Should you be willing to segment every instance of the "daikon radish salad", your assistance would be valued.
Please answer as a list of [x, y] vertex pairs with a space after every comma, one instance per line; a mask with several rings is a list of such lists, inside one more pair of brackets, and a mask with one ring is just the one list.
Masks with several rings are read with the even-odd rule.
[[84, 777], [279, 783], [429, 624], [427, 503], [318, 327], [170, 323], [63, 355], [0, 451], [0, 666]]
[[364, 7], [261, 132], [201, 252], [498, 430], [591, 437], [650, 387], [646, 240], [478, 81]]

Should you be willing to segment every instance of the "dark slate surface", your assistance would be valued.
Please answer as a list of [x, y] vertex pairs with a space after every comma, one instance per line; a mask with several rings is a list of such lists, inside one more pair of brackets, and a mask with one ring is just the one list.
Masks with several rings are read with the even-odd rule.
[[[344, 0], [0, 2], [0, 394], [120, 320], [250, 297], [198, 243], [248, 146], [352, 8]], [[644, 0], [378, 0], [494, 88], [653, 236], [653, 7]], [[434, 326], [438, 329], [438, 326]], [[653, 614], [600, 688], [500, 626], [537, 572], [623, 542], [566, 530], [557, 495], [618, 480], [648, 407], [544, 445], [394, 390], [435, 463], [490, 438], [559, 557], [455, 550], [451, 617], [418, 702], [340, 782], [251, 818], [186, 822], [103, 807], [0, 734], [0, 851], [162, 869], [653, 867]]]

========================================

» **Goal of the exercise**: Reproduce the items word for word, from the very first line up to and including the line that contains "240], [478, 81]]".

» **Expected answer**:
Should you be willing to segment every instance of the "daikon radish salad", your assistance would be valued.
Please answer as a list of [x, y] vertex pairs with a space after every comma, one instance per line; a mask with several rings is a list of such lists, inside one more pair of brackets, and a mask with one ring is just the one list.
Masks with several rings are read with the even-odd rule.
[[84, 777], [279, 783], [429, 624], [427, 503], [318, 327], [170, 323], [63, 355], [0, 451], [0, 666]]
[[364, 7], [261, 132], [201, 252], [498, 430], [591, 437], [650, 387], [646, 240], [478, 81]]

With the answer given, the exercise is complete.